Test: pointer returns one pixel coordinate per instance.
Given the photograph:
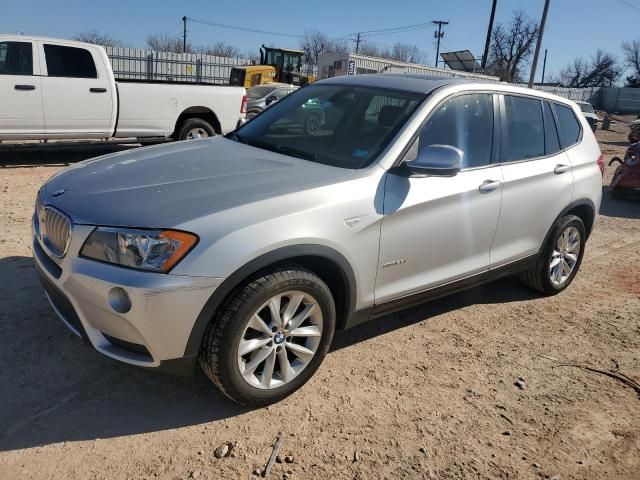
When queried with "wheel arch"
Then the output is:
(329, 264)
(204, 113)
(583, 208)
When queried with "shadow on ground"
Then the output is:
(620, 208)
(57, 389)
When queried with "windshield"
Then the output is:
(339, 125)
(259, 92)
(586, 107)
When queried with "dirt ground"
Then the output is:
(428, 393)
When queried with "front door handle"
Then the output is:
(489, 186)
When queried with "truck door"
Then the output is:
(77, 92)
(20, 91)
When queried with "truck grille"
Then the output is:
(55, 230)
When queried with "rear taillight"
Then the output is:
(243, 107)
(601, 164)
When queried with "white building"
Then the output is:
(337, 64)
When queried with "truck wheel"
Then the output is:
(195, 128)
(558, 262)
(270, 337)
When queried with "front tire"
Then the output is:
(558, 262)
(270, 337)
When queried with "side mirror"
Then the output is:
(437, 161)
(271, 99)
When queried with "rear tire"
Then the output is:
(195, 128)
(559, 261)
(281, 354)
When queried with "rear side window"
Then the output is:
(569, 126)
(465, 122)
(69, 62)
(551, 140)
(524, 135)
(16, 58)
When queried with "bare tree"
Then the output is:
(512, 46)
(631, 51)
(402, 52)
(601, 70)
(315, 43)
(98, 38)
(405, 53)
(163, 42)
(370, 50)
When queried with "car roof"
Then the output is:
(408, 82)
(428, 83)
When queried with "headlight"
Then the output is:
(154, 250)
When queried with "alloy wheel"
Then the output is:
(280, 339)
(196, 133)
(565, 256)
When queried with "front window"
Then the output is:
(343, 126)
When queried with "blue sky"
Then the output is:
(574, 27)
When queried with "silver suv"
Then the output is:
(246, 252)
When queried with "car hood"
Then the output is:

----------

**TASK DIRECTIONS**
Rewrite all of the entries above line for line, offsetting every pixel coordinate in the outputs by 105 on both x and y. Leave out the picture.

**FINISHED ANSWER**
Test: pointer returns one pixel coordinate per instance.
Given the photograph:
When queried with "wheel arch"
Then the output is:
(434, 369)
(309, 218)
(688, 313)
When queried with "shadow on ground"
Then the output is:
(725, 313)
(162, 494)
When queried with "windshield"
Then the output is:
(444, 230)
(364, 197)
(691, 212)
When queried with "dirt ground"
Then the output is:
(533, 498)
When queried with "front door handle"
Then the output is:
(594, 291)
When queried with "truck door"
Then the output is:
(182, 197)
(125, 196)
When queried with "truck grille"
Then the output is:
(160, 335)
When queried with "rear taillight"
Then the output is:
(348, 212)
(706, 269)
When queried with "white building"
Then the output is:
(442, 169)
When queried with "truck wheel"
Then the output is:
(300, 233)
(663, 367)
(375, 442)
When queried with "front tire"
Then the output is:
(663, 367)
(375, 442)
When queried with "side mirror"
Then the output is:
(542, 266)
(376, 204)
When queried with "rear tire"
Then the output is:
(300, 233)
(664, 366)
(386, 459)
When queried with "rear side window"
Then the output is:
(674, 231)
(570, 227)
(174, 167)
(656, 245)
(629, 240)
(121, 163)
When queried with "bare tree"
Then the output is:
(617, 151)
(736, 156)
(507, 157)
(706, 175)
(420, 148)
(203, 143)
(510, 158)
(268, 147)
(475, 155)
When queried with "car roof"
Then the output is:
(513, 187)
(533, 188)
When queried with "headlight"
Then the output is:
(259, 355)
When queried with "alloy wheel"
Then the output is:
(385, 444)
(301, 238)
(670, 361)
When queried with "front window"
Then the output is:
(448, 231)
When queried with "blue sky"
Then the output is:
(679, 132)
When queried with "silver suv"
Then the output is:
(351, 357)
When queried with "car hood"
Then the output is:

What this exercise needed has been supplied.